EXCERPTED PASSAGE below:
Introduction

Relative to the wealth of epidemiologic data on hip fractures, population-based studies of vertebral fractures are quite limited [1], due mainly to methodologic issues surrounding vertebral fracture diagnosis [2]. For example, there has been debate about the degree of reduction in vertebral body height necessary to declare a new vertebral fracture on serial radiographs [3, 4]. Although various definitions have provided comparable results when treatment and placebo groups were compared in a clinical trial [5], more stringent definitions do lower absolute vertebral fracture incidence estimates [5, 6]. Much more problematic is the assessment of vertebral fracture prevalence cross-sectionally at baseline [7]. The more severe vertebral fractures that typically come to clinical attention are easily recognized both by clinical semiquantitative readings and vertebral morphometry [8]. For early intervention, however, it might also be important to detect mild vertebral fractures, which can be relatively asymptomatic [9, 10]. In this regard, vertebral morphometry is more objective and systematic, but clinical readers can more easily detect abnormalities in vertebral size and shape and exclude those from other causes, such as congenital abnormalities [8]. In particular, morphometric assessments are beset by false positive readings of various sorts, and efforts to improve specificity correspondingly reduce sensitivity. Several strategies have been advanced to minimize these false positive results [11, 12]. Recognizing that the occurrence of one vertebral fracture increases the risk of additional fractures [13, 14], one test of these approaches is to estimate subsequent incidence rates in subsets of patients with baseline vertebral fractures defined in various ways [7]. Here we report such an analysis among an age-stratified sample of postmenopausal Rochester, Minnesota women.
End of EXCERPTED PASSAGE.
DATA SECTION below:
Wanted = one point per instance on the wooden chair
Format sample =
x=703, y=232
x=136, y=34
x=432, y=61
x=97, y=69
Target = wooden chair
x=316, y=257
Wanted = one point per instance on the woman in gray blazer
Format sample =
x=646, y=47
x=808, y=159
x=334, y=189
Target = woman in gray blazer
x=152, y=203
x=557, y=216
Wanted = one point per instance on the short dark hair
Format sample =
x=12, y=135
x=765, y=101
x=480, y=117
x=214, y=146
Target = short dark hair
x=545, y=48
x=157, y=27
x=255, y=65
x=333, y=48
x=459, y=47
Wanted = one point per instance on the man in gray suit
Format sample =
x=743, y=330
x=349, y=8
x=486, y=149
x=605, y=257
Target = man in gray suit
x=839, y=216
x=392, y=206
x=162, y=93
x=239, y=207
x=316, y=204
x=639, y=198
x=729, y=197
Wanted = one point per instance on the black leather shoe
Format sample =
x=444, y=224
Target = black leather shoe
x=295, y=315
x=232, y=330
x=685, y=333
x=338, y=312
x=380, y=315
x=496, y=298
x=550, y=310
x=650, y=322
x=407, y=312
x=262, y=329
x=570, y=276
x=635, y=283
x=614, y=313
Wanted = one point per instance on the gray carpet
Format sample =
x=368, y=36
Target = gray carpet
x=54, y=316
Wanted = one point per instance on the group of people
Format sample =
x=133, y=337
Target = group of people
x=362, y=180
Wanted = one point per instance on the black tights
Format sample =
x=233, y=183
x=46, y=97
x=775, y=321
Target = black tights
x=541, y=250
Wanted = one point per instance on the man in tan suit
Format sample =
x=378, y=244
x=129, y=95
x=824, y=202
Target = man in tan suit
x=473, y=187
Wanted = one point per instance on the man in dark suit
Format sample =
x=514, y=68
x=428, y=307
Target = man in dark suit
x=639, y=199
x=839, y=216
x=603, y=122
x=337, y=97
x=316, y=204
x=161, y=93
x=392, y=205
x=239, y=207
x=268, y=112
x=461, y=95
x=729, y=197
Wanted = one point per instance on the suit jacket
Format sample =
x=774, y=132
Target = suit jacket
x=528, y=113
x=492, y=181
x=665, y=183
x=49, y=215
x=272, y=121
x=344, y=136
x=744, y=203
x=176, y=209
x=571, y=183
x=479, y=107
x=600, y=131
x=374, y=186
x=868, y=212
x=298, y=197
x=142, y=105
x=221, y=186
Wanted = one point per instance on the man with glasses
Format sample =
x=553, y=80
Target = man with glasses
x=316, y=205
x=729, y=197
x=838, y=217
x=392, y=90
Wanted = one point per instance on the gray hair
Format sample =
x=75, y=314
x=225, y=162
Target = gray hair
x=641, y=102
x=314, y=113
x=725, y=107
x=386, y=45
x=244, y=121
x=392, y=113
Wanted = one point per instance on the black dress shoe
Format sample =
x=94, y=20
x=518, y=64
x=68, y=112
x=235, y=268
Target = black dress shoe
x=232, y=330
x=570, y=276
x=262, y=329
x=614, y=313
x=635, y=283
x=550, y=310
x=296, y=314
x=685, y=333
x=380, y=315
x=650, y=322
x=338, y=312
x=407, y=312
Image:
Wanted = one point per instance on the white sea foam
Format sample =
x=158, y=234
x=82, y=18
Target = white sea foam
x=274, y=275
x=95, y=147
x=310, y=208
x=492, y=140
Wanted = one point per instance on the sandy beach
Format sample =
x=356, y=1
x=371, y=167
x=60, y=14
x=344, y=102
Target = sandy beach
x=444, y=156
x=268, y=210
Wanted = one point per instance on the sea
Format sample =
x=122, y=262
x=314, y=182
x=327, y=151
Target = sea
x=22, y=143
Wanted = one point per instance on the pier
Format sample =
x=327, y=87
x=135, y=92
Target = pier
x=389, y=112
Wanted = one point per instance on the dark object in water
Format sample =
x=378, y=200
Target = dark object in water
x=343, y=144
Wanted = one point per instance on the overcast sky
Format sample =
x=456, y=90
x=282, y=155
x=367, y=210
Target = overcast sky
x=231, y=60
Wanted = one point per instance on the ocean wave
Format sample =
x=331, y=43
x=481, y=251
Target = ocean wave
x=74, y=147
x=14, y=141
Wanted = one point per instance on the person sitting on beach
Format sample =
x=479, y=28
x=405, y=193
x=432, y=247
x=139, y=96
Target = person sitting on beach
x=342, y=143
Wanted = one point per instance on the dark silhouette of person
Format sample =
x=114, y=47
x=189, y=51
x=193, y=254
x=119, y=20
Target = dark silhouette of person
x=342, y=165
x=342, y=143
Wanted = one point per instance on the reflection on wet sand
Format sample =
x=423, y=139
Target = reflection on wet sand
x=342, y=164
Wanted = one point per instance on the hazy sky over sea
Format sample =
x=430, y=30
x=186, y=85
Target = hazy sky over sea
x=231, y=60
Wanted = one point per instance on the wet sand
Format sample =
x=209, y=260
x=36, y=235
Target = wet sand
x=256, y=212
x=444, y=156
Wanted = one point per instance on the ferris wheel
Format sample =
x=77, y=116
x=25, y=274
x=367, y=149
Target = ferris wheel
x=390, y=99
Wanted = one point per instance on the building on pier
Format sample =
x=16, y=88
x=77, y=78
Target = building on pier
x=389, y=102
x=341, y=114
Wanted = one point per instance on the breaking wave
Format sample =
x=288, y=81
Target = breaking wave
End of DATA SECTION.
YOUR INSTRUCTIONS:
Reproduce the entire introduction on vertebral fracture epidemiology, shown above, word for word.

TASK OUTPUT:
Introduction

Relative to the wealth of epidemiologic data on hip fractures, population-based studies of vertebral fractures are quite limited [1], due mainly to methodologic issues surrounding vertebral fracture diagnosis [2]. For example, there has been debate about the degree of reduction in vertebral body height necessary to declare a new vertebral fracture on serial radiographs [3, 4]. Although various definitions have provided comparable results when treatment and placebo groups were compared in a clinical trial [5], more stringent definitions do lower absolute vertebral fracture incidence estimates [5, 6]. Much more problematic is the assessment of vertebral fracture prevalence cross-sectionally at baseline [7]. The more severe vertebral fractures that typically come to clinical attention are easily recognized both by clinical semiquantitative readings and vertebral morphometry [8]. For early intervention, however, it might also be important to detect mild vertebral fractures, which can be relatively asymptomatic [9, 10]. In this regard, vertebral morphometry is more objective and systematic, but clinical readers can more easily detect abnormalities in vertebral size and shape and exclude those from other causes, such as congenital abnormalities [8]. In particular, morphometric assessments are beset by false positive readings of various sorts, and efforts to improve specificity correspondingly reduce sensitivity. Several strategies have been advanced to minimize these false positive results [11, 12]. Recognizing that the occurrence of one vertebral fracture increases the risk of additional fractures [13, 14], one test of these approaches is to estimate subsequent incidence rates in subsets of patients with baseline vertebral fractures defined in various ways [7]. Here we report such an analysis among an age-stratified sample of postmenopausal Rochester, Minnesota women.